Exactly the lines from the one with "Query: white rock cliff" through the end of the records below are to be output, the first and last included, and no others.

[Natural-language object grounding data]
########

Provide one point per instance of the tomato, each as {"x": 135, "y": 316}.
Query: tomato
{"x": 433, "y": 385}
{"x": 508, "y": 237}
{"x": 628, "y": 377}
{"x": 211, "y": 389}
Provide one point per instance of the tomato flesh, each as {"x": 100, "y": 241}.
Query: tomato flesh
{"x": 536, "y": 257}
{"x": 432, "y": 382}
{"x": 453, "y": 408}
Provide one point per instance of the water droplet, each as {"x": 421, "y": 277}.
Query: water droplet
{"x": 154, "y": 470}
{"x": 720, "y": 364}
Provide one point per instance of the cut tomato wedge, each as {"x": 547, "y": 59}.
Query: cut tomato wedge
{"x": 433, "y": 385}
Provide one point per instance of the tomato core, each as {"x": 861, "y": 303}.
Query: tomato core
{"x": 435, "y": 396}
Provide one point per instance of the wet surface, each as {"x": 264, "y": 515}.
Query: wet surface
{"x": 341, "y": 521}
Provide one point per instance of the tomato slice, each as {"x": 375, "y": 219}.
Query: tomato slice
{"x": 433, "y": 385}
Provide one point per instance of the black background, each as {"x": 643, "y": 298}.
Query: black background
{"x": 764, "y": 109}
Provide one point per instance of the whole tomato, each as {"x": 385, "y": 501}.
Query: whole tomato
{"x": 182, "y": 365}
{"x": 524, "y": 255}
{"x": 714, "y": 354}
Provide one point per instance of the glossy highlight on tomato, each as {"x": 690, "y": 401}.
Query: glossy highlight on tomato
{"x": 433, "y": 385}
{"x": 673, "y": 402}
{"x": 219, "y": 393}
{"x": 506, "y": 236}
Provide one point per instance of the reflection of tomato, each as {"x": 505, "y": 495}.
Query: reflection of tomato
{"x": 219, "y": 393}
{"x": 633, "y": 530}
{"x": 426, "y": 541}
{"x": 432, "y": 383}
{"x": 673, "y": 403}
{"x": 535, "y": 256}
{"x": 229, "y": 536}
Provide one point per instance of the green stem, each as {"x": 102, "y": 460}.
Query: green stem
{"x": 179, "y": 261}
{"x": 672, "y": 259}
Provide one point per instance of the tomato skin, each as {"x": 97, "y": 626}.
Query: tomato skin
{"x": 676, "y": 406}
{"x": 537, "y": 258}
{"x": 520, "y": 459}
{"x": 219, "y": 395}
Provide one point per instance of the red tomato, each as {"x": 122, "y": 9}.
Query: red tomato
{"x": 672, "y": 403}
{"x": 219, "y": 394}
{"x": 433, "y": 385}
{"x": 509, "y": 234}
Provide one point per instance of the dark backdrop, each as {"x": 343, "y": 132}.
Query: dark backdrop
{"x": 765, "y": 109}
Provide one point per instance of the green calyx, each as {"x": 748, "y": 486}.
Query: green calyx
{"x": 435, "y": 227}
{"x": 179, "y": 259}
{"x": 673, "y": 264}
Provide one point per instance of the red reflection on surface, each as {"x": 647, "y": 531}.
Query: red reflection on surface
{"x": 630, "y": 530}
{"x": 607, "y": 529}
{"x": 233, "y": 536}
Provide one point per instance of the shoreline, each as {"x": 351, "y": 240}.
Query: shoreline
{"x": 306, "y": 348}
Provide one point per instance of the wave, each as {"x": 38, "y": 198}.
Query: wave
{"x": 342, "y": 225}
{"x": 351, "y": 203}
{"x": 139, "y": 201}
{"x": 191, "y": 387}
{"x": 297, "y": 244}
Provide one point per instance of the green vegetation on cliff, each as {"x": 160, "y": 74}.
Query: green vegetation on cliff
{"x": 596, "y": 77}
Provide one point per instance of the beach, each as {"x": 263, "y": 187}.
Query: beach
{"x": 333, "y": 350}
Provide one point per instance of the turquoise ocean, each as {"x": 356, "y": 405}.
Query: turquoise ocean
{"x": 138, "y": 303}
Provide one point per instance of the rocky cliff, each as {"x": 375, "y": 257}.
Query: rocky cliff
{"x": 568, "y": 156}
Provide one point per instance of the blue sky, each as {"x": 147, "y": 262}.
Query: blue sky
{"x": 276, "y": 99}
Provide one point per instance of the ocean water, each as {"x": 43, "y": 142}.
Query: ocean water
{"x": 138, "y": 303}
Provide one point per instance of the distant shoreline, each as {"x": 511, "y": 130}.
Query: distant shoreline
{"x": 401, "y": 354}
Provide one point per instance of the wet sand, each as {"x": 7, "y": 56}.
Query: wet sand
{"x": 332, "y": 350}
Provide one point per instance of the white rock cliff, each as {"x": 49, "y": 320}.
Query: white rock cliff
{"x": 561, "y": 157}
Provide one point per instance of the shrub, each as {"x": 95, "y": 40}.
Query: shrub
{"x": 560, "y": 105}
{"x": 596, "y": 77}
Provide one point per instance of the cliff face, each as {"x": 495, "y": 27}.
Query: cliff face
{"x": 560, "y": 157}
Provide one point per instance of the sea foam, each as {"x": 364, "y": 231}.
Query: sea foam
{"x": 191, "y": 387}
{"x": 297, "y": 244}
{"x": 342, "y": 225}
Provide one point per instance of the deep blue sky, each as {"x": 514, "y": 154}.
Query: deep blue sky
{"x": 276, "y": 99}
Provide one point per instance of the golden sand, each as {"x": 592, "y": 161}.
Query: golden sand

########

**RESULT:**
Query: white rock cliff
{"x": 561, "y": 157}
Provide one point per instance of the shrub, each as {"x": 95, "y": 40}.
Query: shrub
{"x": 560, "y": 105}
{"x": 596, "y": 77}
Provide one point per instance of the cliff face, each as {"x": 495, "y": 27}.
Query: cliff face
{"x": 560, "y": 157}
Provide one point per instance of the sea foam, each as {"x": 364, "y": 231}.
Query: sea foam
{"x": 191, "y": 387}
{"x": 297, "y": 244}
{"x": 342, "y": 225}
Provide one point per instance of the deep blue sky, each as {"x": 514, "y": 154}.
Query: deep blue sky
{"x": 276, "y": 99}
Provide one point per instance of the golden sand, each as {"x": 592, "y": 161}.
Query: golden sand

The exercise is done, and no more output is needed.